[START OF DATA TO PROCESS]

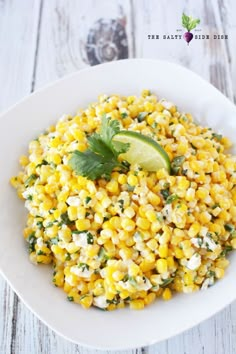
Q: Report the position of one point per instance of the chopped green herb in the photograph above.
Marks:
(166, 282)
(176, 164)
(70, 298)
(121, 204)
(65, 219)
(159, 217)
(90, 239)
(102, 255)
(101, 157)
(32, 241)
(226, 250)
(171, 198)
(54, 240)
(44, 162)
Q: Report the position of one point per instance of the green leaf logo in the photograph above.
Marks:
(189, 23)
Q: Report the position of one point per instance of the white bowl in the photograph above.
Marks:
(120, 329)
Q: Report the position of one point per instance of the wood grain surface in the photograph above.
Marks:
(43, 40)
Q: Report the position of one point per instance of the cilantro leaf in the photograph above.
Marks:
(101, 157)
(189, 23)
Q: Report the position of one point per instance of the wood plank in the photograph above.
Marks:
(228, 20)
(18, 31)
(65, 26)
(62, 27)
(213, 61)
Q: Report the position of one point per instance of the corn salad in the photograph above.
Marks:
(140, 235)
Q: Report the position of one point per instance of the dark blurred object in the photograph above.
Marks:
(106, 41)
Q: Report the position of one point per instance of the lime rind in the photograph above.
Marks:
(140, 146)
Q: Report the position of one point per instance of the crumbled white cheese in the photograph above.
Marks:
(208, 242)
(143, 283)
(167, 212)
(167, 104)
(203, 231)
(81, 272)
(194, 262)
(73, 201)
(81, 239)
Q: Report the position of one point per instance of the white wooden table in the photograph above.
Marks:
(43, 40)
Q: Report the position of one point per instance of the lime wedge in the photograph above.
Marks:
(144, 151)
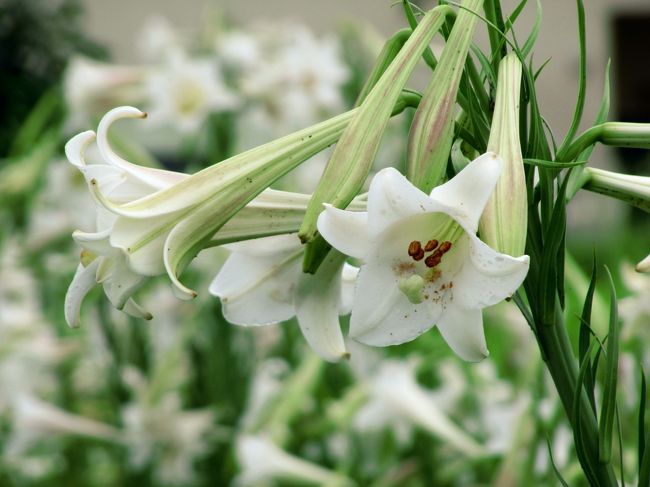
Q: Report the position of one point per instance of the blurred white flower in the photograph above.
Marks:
(266, 384)
(162, 434)
(158, 39)
(261, 461)
(290, 78)
(54, 216)
(396, 399)
(35, 420)
(635, 308)
(92, 87)
(184, 91)
(29, 349)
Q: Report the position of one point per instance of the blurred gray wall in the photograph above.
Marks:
(116, 23)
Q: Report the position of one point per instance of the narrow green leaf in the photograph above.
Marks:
(532, 37)
(641, 421)
(555, 235)
(577, 181)
(585, 321)
(486, 67)
(493, 14)
(427, 55)
(582, 449)
(609, 387)
(388, 53)
(552, 164)
(582, 86)
(620, 445)
(512, 18)
(541, 68)
(555, 469)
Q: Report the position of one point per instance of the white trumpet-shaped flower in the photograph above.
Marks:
(262, 283)
(151, 220)
(261, 461)
(423, 263)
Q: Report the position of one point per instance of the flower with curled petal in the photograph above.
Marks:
(143, 213)
(262, 283)
(423, 263)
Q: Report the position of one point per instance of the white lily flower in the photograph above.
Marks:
(397, 399)
(260, 460)
(145, 212)
(166, 229)
(91, 87)
(423, 263)
(262, 283)
(183, 92)
(35, 420)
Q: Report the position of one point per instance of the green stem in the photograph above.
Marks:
(560, 361)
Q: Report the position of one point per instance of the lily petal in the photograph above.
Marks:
(316, 303)
(158, 178)
(347, 231)
(82, 282)
(75, 148)
(382, 315)
(391, 198)
(462, 329)
(258, 290)
(348, 281)
(467, 194)
(134, 309)
(122, 283)
(488, 276)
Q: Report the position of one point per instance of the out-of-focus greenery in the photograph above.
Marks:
(37, 38)
(190, 399)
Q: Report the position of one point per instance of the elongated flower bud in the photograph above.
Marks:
(504, 220)
(352, 159)
(433, 126)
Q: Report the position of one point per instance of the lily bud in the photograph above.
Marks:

[END OF DATA TO PROCESS]

> REQUIRED WORK: Restate each of the entries above word for word and skip every image.

> WRITTEN REPLY:
Q: Report the position of one point per instance of the chopped green herb in the photograph above.
Marks:
(166, 282)
(176, 164)
(70, 298)
(121, 204)
(65, 219)
(159, 217)
(90, 239)
(102, 255)
(101, 157)
(32, 241)
(226, 250)
(171, 198)
(54, 240)
(44, 162)
Q: Report the position of one point per instance of the green leaf logo in the photograph above.
Marks:
(189, 23)
Q: Report the position of one point per instance of the white bowl in the photograph above.
Marks:
(120, 329)
Q: Report the position of one point per instance of the wood grain surface in the photograph above.
Marks:
(43, 40)
Q: Report the position of one point per instance of the cilantro leaf in the photograph above.
Marks:
(101, 157)
(189, 23)
Q: Report the position of one point per instance of the wood plank in the photograph above.
Marks:
(228, 20)
(18, 31)
(65, 26)
(62, 27)
(213, 61)
Q: Report the position of one point per instance of the corn salad in the photograph above.
Marks:
(140, 235)
Q: Report the position of one point per instance of the dark blurred object in the photograph above.
Marks:
(106, 41)
Q: Report the position of one point per instance of the lime rind in the photograph above.
Marks:
(140, 146)
Q: Report the position of one point per instance of the crumbled white cheese in the photograph above.
Marks:
(208, 242)
(143, 283)
(167, 212)
(167, 104)
(203, 231)
(81, 272)
(194, 262)
(73, 201)
(81, 239)
Q: Report the position of one point per instance of the white wooden table in the photograph above.
Marks:
(43, 40)
Q: Report the position of one point per instance of the lime wedge in the photograph above.
Marks:
(144, 151)
Q: Report the position of one point per instance of the blurred white flower in the photograph above.
Marks:
(266, 384)
(162, 434)
(158, 39)
(261, 461)
(290, 78)
(54, 216)
(396, 399)
(35, 420)
(635, 308)
(92, 87)
(184, 91)
(29, 349)
Q: Report the position of one point per instance of the blurred gray wall in the photograph above.
Marks:
(116, 23)
Q: Report the position of one point per instance of the narrow green leaf in the photograph above.
Marks:
(532, 37)
(641, 421)
(555, 235)
(577, 181)
(585, 321)
(486, 67)
(493, 14)
(427, 55)
(582, 449)
(609, 387)
(388, 53)
(552, 164)
(582, 86)
(620, 445)
(512, 18)
(541, 68)
(555, 469)
Q: Report the position of one point per instance of the white trumpet-shaped flower in the photograph above.
Marks:
(262, 283)
(151, 220)
(261, 461)
(423, 263)
Q: Report the position of one point per instance of the flower with curled petal in the photograph above.
Marks:
(143, 213)
(262, 283)
(423, 263)
Q: Report the position of one point per instance of the white lily flower in the photograph above.
Marks:
(397, 399)
(260, 460)
(145, 212)
(166, 229)
(91, 87)
(423, 263)
(262, 283)
(183, 92)
(35, 420)
Q: Report the position of one point per instance of the green stem in the photograph above.
Marks:
(560, 361)
Q: Report the position of one point per instance of the lily petal in the photograph above.
Marks:
(316, 303)
(158, 178)
(347, 231)
(82, 282)
(75, 148)
(382, 315)
(391, 198)
(462, 329)
(258, 290)
(348, 281)
(467, 194)
(134, 309)
(122, 283)
(488, 276)
Q: Report the position of one point per instance of the out-of-focus greenery in the photograph above.
Marks:
(37, 38)
(190, 399)
Q: Report the position of one point per instance of the elongated flower bud in the photograph above.
Marks:
(504, 220)
(352, 159)
(433, 126)
Q: Report the position of one point per instance of the lily bud in the photograph above.
Marks:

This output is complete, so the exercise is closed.